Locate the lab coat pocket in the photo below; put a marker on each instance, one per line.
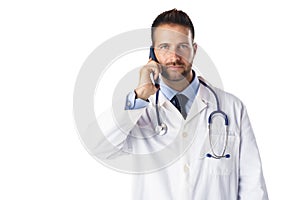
(214, 147)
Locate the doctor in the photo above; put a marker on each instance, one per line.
(184, 105)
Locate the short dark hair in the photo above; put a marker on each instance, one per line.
(173, 16)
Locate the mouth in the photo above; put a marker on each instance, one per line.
(175, 67)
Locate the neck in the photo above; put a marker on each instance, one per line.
(179, 85)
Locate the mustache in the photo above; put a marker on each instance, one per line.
(176, 63)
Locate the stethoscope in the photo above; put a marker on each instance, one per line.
(162, 128)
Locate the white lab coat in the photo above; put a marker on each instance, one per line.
(191, 176)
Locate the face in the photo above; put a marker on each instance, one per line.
(175, 51)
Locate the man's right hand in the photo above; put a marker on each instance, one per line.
(146, 88)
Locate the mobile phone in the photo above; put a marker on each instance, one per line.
(152, 55)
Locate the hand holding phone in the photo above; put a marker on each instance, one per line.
(149, 77)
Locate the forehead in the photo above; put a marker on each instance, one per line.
(170, 33)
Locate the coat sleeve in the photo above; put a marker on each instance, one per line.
(251, 181)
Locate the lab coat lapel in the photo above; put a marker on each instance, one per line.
(202, 99)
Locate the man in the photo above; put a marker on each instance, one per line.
(203, 166)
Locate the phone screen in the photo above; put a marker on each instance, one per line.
(152, 54)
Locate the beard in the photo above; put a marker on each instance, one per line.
(173, 75)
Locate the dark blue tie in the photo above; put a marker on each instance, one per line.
(179, 101)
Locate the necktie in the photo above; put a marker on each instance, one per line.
(179, 101)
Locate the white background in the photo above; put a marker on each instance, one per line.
(254, 45)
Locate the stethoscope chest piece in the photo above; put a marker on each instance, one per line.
(161, 129)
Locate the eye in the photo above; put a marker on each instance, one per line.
(163, 46)
(183, 46)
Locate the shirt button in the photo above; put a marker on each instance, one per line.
(186, 168)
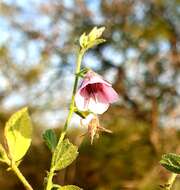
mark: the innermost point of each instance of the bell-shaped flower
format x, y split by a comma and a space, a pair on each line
95, 94
93, 125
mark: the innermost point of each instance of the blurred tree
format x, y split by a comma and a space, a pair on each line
38, 45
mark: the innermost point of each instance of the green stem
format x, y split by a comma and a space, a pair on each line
71, 111
171, 181
21, 177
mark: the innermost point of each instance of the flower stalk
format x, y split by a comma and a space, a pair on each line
81, 52
171, 181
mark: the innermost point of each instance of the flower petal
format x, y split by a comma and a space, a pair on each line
97, 107
81, 101
91, 78
110, 94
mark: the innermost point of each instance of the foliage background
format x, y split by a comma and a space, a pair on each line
38, 45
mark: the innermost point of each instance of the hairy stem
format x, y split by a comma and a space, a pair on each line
71, 111
171, 181
21, 177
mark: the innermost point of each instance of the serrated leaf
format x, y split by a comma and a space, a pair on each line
18, 131
50, 139
70, 187
3, 155
171, 162
64, 154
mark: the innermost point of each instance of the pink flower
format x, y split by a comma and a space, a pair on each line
95, 94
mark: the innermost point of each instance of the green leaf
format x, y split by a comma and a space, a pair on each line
18, 131
70, 187
3, 155
64, 154
50, 139
171, 162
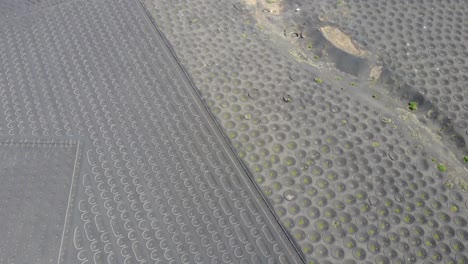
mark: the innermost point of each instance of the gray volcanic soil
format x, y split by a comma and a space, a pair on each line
321, 118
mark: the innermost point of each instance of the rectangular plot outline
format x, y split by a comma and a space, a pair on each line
54, 143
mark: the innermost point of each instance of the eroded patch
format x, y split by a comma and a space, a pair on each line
342, 41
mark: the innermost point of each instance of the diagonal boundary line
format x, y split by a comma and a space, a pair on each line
211, 117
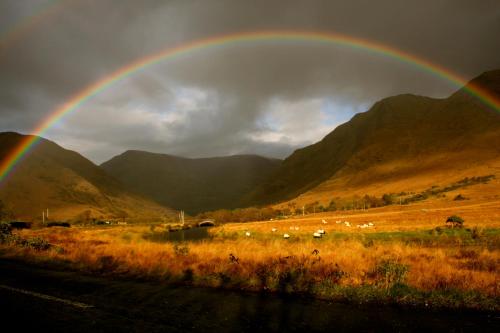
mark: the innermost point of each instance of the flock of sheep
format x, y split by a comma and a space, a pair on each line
320, 232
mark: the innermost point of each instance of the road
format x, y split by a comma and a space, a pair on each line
36, 298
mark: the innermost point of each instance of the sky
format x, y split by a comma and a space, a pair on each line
266, 98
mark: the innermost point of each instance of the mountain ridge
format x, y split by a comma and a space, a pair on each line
73, 187
404, 126
191, 184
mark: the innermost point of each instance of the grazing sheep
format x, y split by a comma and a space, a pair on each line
233, 258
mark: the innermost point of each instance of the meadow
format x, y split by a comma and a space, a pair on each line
408, 256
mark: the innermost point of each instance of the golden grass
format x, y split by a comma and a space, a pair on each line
347, 257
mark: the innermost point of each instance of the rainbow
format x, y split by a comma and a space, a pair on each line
16, 155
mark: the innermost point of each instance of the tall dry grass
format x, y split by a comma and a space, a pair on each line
300, 265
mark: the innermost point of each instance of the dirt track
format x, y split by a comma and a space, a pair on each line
36, 298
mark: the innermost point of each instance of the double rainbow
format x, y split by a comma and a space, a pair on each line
16, 155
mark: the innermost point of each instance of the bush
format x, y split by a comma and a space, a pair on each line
455, 221
38, 244
5, 232
391, 272
182, 250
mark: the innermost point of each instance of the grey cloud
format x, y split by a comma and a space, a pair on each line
87, 40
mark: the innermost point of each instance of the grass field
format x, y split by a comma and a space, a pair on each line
408, 256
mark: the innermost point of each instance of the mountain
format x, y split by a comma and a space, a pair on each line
71, 186
194, 185
398, 139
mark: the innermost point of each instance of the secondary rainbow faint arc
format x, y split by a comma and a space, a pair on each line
27, 24
14, 157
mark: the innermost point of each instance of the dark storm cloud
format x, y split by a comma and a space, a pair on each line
265, 98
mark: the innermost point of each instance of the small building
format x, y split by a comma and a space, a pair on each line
206, 223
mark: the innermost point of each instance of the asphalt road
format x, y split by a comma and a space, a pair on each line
35, 298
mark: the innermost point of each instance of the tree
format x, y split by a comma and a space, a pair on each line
455, 221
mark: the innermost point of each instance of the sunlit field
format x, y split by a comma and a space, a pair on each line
396, 254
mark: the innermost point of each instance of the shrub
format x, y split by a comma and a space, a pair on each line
181, 250
38, 244
391, 272
5, 232
455, 221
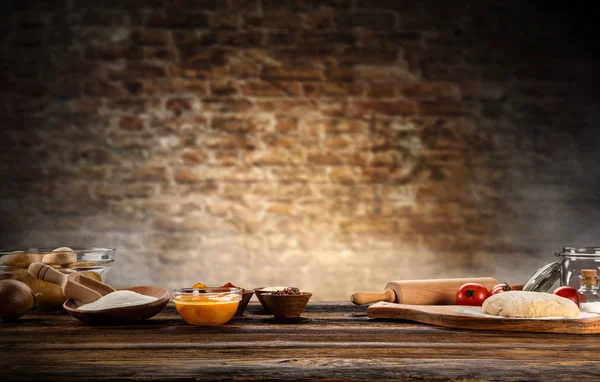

The problem | From the records above, extract the lines from the one holding "mark: the innermost point of each instance of the green stem" through the one holding "mark: the innermost point of each instance of the mountain ridge", word for word; omit the pictures.

Exercise solution |
mark: the innermost point of each instance of the green stem
format x, y split by a comma and a space, a pair on each line
71, 111
171, 181
21, 177
mark: the innermost point of each instance of the flower stalk
format x, y split by a comma and a space, a pair on each line
81, 52
171, 181
mark: the innermost point of each instance of the flower petal
format x, y split by a comma and a space, a pair on each line
97, 107
81, 101
91, 78
110, 94
mark: the innermost point of each instance of the foliage background
format x, y split by a comma and a space, a pair on each line
38, 45
mark: the innermost point of each instance of the hairy stem
format x, y split by a comma and a space, a pair on each line
71, 111
171, 181
21, 177
mark: the innermost point of each instance of the serrated leaf
format x, y split by a comma and a space, a pair on each line
18, 131
50, 139
70, 187
3, 155
171, 162
64, 154
mark: the innermost point of each instance of the pink flower
format x, y split by a comma and a space, a pair on each line
95, 94
mark: the innermost point of each instance of the green leaf
format x, y split by a comma and a space, a pair on each line
18, 131
70, 187
3, 155
64, 154
50, 139
171, 162
mark: the innermost point of each instance of the gray volcanic soil
format x, y split by a comma and a space, a pair on each line
321, 118
mark: the innermost point of each instance of the rectangular plot outline
format x, y split by a comma and a space, a pair on each line
54, 143
mark: the innermost point of each instance of the eroded patch
format x, y split by a comma and a space, a pair on each line
342, 41
mark: the innermost point of each instance of the diagonal boundary line
format x, y split by a comma and a space, a pair on each line
211, 117
mark: the innermost point of each instance of the flock of sheep
format x, y split by a comma and a space, a pair on each line
320, 232
mark: the innermost point of each instance of the road
format x, y split by a comma and a space, a pair on each line
36, 298
mark: the innermost point of each instance of the sky
format x, y split by a comma and a space, a pair on each line
266, 98
mark: the innermost point of each instance of the mountain ridge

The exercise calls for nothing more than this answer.